━━━ Extracted data ━━━

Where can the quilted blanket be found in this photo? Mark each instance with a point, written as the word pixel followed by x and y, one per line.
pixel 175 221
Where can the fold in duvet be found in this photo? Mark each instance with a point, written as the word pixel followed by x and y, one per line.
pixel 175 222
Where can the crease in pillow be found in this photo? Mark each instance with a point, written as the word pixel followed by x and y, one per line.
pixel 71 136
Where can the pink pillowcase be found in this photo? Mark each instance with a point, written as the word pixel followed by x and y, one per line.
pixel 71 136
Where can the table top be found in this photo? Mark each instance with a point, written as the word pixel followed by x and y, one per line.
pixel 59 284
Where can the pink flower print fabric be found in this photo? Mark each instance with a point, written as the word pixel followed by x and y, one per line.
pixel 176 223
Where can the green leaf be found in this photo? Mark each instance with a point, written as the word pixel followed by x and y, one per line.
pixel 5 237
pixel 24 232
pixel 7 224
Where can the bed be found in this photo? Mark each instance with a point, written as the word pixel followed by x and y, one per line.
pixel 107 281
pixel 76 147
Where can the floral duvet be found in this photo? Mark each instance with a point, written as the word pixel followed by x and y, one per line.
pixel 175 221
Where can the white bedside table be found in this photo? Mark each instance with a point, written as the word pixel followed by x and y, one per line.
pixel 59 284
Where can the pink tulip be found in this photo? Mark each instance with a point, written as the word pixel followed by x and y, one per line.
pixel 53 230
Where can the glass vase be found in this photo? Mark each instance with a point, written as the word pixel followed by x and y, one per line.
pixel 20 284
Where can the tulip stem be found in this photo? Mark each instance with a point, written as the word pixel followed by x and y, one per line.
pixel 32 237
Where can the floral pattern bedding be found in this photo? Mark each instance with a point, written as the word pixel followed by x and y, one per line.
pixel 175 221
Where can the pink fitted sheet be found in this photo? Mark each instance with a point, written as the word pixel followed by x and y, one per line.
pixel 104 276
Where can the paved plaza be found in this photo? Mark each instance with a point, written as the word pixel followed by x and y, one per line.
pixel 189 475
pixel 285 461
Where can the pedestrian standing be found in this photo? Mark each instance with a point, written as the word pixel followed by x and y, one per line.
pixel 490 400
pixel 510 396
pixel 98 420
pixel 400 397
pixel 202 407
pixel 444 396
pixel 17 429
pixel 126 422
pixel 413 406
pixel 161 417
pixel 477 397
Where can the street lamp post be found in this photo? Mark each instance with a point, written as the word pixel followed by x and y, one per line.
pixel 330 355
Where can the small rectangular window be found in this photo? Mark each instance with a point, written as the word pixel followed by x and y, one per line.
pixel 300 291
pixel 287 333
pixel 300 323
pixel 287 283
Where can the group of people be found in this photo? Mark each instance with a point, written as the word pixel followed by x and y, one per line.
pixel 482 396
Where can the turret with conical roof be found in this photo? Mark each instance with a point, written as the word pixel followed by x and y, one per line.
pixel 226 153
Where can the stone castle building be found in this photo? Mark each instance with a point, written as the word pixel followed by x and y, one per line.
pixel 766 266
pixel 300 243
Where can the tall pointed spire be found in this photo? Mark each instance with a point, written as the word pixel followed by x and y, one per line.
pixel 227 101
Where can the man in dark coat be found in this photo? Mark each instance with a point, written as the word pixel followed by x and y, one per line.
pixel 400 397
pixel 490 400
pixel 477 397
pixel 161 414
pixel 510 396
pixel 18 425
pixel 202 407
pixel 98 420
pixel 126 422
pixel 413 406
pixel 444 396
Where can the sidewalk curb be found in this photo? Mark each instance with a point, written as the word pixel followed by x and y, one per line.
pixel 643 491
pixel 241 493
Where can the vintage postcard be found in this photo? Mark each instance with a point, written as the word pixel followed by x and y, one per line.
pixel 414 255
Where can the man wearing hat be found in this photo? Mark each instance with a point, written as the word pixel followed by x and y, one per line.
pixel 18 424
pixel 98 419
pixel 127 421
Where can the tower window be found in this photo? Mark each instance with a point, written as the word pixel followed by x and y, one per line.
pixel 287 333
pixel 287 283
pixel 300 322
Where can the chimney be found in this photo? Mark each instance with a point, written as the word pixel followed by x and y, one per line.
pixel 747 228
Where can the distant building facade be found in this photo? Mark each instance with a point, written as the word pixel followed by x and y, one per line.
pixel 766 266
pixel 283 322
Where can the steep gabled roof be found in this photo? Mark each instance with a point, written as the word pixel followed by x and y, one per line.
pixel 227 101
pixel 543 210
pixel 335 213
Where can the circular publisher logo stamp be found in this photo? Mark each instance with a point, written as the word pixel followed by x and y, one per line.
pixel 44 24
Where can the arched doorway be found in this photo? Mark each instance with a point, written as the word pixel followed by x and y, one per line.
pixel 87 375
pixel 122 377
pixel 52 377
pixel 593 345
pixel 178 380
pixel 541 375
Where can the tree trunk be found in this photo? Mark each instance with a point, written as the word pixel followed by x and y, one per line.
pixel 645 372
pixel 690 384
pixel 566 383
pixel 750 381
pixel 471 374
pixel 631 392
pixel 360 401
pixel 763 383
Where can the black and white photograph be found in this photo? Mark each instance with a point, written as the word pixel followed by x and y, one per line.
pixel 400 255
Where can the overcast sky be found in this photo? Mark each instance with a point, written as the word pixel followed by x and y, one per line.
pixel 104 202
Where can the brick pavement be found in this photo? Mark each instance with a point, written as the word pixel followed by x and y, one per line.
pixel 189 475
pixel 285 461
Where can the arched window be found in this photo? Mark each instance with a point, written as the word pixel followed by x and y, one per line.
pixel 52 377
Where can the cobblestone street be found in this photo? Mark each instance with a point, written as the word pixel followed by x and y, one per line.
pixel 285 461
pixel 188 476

━━━

Exercise instructions.
Every line of the listing must be written out again exactly.

Answer box.
Where can the quilted blanket be found in this photo? Mark each instance with a point, written as the word pixel followed by x and y, one per line.
pixel 175 221
Where can the fold in duvet be found in this photo? Mark each instance with a point, written as the word pixel followed by x and y, one per line.
pixel 175 222
Where can the crease in pillow be found in this photo? Mark each instance with a point, written as the word pixel followed by x and y, one per line.
pixel 71 136
Where can the pink pillowcase be found in this photo? Mark each instance with a point, written as the word pixel followed by x and y, one per line.
pixel 71 136
Where can the table top be found in this photo? Mark each instance with a point, written as the word pixel followed by x and y, one per line.
pixel 59 284
Where can the pink flower print fabric be found in this photo? Mark each instance with a point, written as the word pixel followed by x and y, one per line.
pixel 176 223
Where can the green leaf be found in this photo? Mark each instance with a point, written as the word pixel followed by x and y, one per line.
pixel 5 237
pixel 24 232
pixel 7 224
Where can the bed be found in this photo? Mark each instance with a point, written as the word pixel followed by x and y, one per line.
pixel 107 281
pixel 76 147
Where can the floral duvet be found in this photo? Mark each instance with a point, written as the word pixel followed by x and y, one per line.
pixel 175 221
Where can the white bedside table be found in this photo? Mark each instance with a point, written as the word pixel followed by x and y, one per line.
pixel 59 284
Where can the pink tulip be found in this photo? Mark each instance with a point, written as the word pixel followed by x and y, one per line.
pixel 53 230
Where can the glass vase be found in this photo? Mark each instance with a point, written as the word pixel followed by x and y, one per line.
pixel 20 284
Where can the tulip stem be found in this photo? Mark each instance with a point, written as the word pixel followed by x and y, one per line.
pixel 32 237
Where can the floral pattern bedding be found in this photo? Mark each instance with a point, written as the word pixel followed by x and y, one per line.
pixel 175 221
Where can the pink fitted sheet be found in this photo? Mark each instance with a point, written as the word pixel followed by x and y, one per line.
pixel 104 276
Where can the paved plaza be found in this photo? Mark each instance with a point, written as the word pixel followed by x and y, one per line.
pixel 189 475
pixel 285 461
Where can the pedestrian standing be found in this photo? Mark each instance with a point, written as the word pixel followed by x and y, one per line.
pixel 490 400
pixel 510 396
pixel 98 420
pixel 400 397
pixel 202 407
pixel 444 396
pixel 17 429
pixel 126 422
pixel 413 406
pixel 161 417
pixel 477 397
Where can the street lamp post be found in this photo? Mark each instance with a point, written as the word pixel followed by x and y, one per line.
pixel 330 355
Where can the small rectangular window be found in this photo? Mark each instance with a point, written as the word pixel followed by x and y, one per line.
pixel 300 291
pixel 287 333
pixel 300 323
pixel 287 283
Where can the group of people be found in this photo? Mark each instance with a point, written as the word pixel followed by x and y, one per line.
pixel 482 396
Where can the turret with conical roof be found in this photo? Mark each instance with a point, written as the word pixel followed by x and y, one per line.
pixel 226 153
Where can the stone castle building be found in this photo? Mark each instance with a point, written as the word pixel followed by x and y, one per line.
pixel 766 266
pixel 300 243
Where can the tall pointed spire be found in this photo? Mark each instance with a point, written as the word pixel followed by x and y, one per line.
pixel 227 101
Where can the man in dark coat be found in this photo? Mark each instance with a point, written as the word pixel followed by x and y, one per line.
pixel 400 397
pixel 490 400
pixel 477 397
pixel 161 414
pixel 510 396
pixel 18 425
pixel 202 407
pixel 98 420
pixel 126 422
pixel 413 406
pixel 444 396
Where can the sidewalk curb be found in this photo? Mark each instance with a point, written as the word pixel followed by x and y, one per line.
pixel 643 491
pixel 241 493
Where can the vintage postcard be found in this photo? Mark each instance with a point, written as the word pixel followed by x and y, one per line.
pixel 414 255
Where can the man wearing hat be found in this photo? Mark each instance with a point, written as the word pixel followed by x and y, one per line.
pixel 18 424
pixel 98 419
pixel 127 421
Where can the tower window be found in this photo? Mark each instance with a point, written as the word pixel followed by x and y, one per line.
pixel 287 333
pixel 287 283
pixel 300 322
Where can the chimney be found in this photo? Mark each instance with a point, written as the word pixel followed by x and y, one per line.
pixel 747 228
Where can the distant building facade be found in this photo? Mark each instance with a point, written as the word pixel followed by x and y, one per line.
pixel 766 266
pixel 283 322
Where can the steep gabled roof be found in this photo? Mark each instance with a point, written as the word pixel followed by x and y, one per line.
pixel 227 101
pixel 543 210
pixel 335 213
Where can the circular publisher logo stamp be found in this photo? Mark each instance with a point, written as the word pixel followed by x and y, one per line.
pixel 44 24
Where can the arched doorway be found in this photo? Mark each instance with a point, written as the word pixel followed by x and y, one per line.
pixel 87 375
pixel 122 377
pixel 52 377
pixel 593 345
pixel 178 380
pixel 541 375
Where can the tree trunk be found in this photo? Mark each instance with a point, written as the word pixel followed by x and y, one per line.
pixel 645 372
pixel 690 384
pixel 566 383
pixel 750 381
pixel 471 374
pixel 631 392
pixel 360 401
pixel 763 383
Where can the black and white photograph be found in this photo? Mark each instance with a point, written as the word pixel followed by x and y, one per line.
pixel 400 255
Where can the overcast sky be found in this photo? Mark each instance with a point, written as the word pixel followed by x and y, one per line.
pixel 104 202
Where can the brick pavement be found in this photo? Mark each instance with a point, written as the word pixel followed by x and y, one per line.
pixel 189 475
pixel 285 461
Where can the arched window be found in this photo? Mark each instance with a point, written as the word pixel followed by x and y, one per line.
pixel 52 377
Where can the cobblestone street be found in this photo? Mark each instance with a point, written as the word pixel followed by x and y, one per line.
pixel 285 461
pixel 188 476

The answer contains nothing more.